● **Record list**
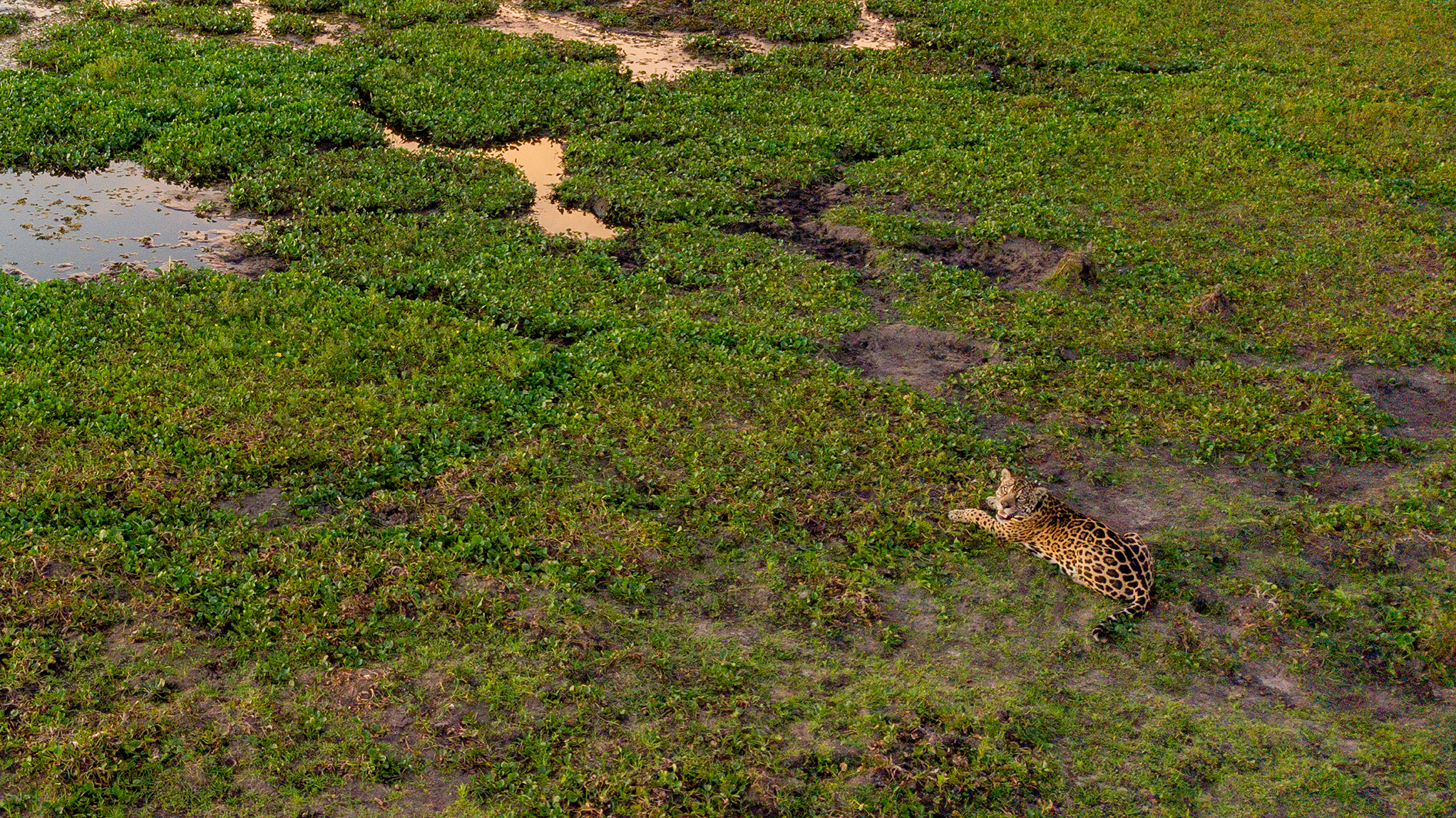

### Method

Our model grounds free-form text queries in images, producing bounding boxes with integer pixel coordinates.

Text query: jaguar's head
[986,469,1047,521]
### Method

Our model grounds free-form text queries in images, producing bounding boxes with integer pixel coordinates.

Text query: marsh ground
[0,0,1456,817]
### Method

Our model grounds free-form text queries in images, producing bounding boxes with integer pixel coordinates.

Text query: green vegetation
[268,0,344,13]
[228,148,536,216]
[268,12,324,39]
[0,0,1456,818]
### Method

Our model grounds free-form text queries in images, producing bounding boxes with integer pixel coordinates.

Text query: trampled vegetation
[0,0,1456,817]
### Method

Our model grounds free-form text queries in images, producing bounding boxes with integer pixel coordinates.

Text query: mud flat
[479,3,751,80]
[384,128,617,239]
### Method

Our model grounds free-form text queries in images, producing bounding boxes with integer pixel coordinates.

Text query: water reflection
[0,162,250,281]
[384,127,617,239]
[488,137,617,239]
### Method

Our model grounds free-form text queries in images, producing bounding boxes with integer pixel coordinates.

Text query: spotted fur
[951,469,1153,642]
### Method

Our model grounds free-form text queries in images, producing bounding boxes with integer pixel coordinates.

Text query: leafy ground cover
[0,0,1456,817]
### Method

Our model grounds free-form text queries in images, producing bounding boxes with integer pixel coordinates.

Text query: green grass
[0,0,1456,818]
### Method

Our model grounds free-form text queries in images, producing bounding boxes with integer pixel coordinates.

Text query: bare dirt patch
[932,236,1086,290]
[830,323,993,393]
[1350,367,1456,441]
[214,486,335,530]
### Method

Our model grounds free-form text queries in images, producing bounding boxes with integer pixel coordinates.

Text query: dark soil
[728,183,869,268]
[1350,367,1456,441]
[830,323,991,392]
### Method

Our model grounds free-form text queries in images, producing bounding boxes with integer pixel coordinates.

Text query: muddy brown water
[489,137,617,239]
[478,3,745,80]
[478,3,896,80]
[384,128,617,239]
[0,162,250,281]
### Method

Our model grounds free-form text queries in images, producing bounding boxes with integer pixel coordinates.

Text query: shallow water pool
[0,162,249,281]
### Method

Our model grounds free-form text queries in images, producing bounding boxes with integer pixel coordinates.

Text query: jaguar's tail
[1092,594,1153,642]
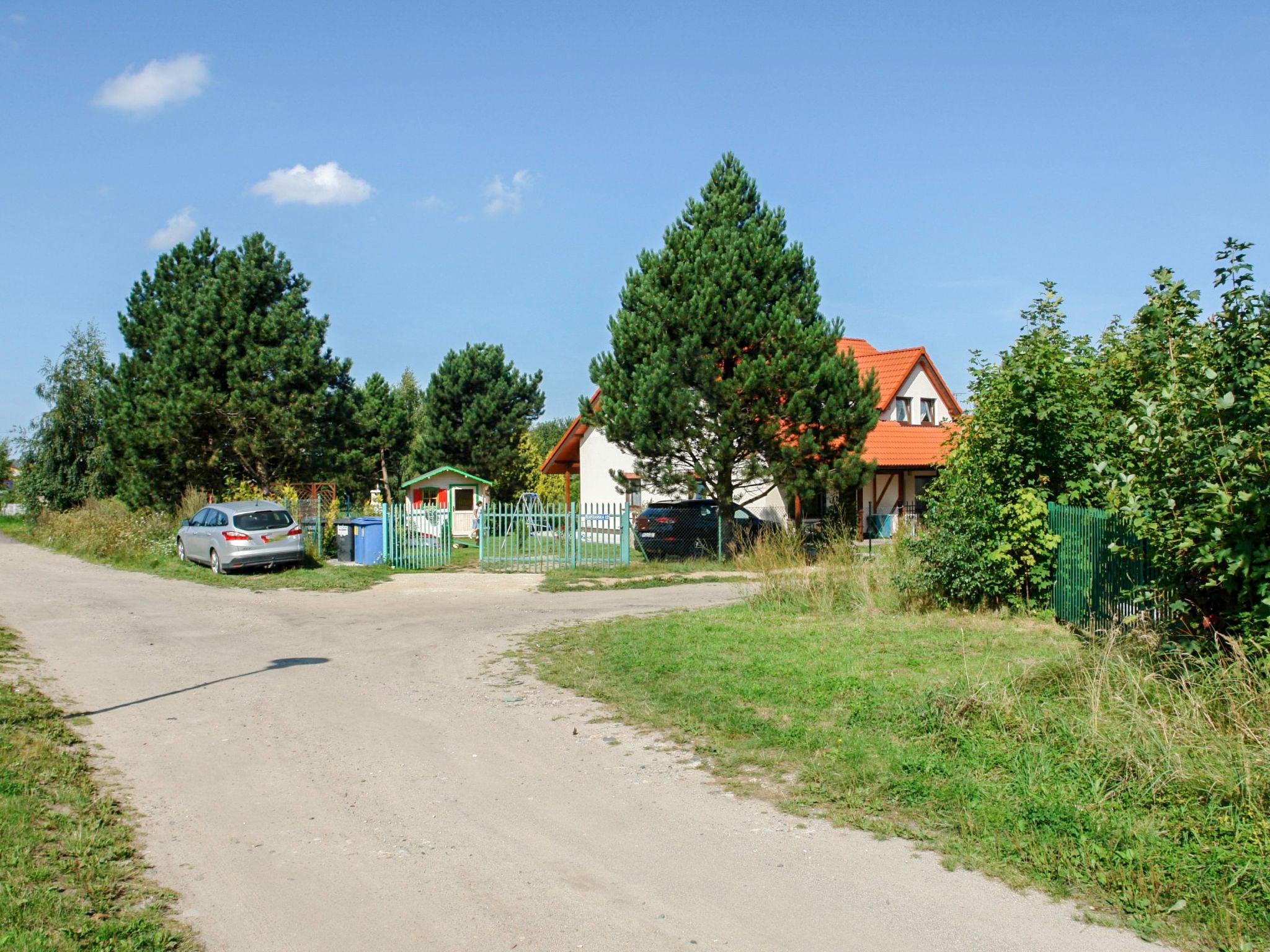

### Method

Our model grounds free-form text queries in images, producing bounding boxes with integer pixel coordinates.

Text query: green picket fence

--

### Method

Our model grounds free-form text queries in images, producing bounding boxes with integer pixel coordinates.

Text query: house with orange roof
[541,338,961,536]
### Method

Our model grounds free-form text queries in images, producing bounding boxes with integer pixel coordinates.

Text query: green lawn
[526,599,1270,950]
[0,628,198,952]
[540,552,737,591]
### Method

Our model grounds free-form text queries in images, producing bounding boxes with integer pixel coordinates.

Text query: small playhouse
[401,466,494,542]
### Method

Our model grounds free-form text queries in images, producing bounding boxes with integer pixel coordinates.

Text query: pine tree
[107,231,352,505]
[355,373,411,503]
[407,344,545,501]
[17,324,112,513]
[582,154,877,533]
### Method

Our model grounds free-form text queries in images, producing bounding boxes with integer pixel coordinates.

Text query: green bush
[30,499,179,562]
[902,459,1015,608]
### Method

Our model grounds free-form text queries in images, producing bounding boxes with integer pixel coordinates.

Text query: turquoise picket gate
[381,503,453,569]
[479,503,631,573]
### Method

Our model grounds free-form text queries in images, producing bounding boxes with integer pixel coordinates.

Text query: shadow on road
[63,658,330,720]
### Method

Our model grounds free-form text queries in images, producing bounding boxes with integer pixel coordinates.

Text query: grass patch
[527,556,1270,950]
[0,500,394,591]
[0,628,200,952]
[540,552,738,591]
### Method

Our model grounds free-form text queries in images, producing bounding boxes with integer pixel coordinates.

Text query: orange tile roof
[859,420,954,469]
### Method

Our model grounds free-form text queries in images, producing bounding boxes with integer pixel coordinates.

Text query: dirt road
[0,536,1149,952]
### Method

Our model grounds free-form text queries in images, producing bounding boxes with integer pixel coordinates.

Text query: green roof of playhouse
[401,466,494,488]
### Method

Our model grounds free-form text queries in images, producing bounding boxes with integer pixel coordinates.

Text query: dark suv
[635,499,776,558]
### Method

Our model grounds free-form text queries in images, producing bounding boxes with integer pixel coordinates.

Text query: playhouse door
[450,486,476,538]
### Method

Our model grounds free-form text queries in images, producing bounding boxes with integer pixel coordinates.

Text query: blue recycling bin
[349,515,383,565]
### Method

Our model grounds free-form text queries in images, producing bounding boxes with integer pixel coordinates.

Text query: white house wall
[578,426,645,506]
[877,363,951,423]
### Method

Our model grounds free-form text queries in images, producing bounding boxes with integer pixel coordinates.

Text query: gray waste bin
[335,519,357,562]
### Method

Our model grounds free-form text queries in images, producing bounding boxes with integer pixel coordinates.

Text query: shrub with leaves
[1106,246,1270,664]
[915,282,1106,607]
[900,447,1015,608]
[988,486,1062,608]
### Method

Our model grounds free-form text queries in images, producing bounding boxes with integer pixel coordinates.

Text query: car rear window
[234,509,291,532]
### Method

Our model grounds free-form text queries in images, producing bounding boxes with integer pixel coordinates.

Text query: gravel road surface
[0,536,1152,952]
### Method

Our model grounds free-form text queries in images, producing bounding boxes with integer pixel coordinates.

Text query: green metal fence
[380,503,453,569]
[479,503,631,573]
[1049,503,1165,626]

● **Set task**
How many lines in the records above contain the string "patch"? Reply with the number alone.

● **Result**
2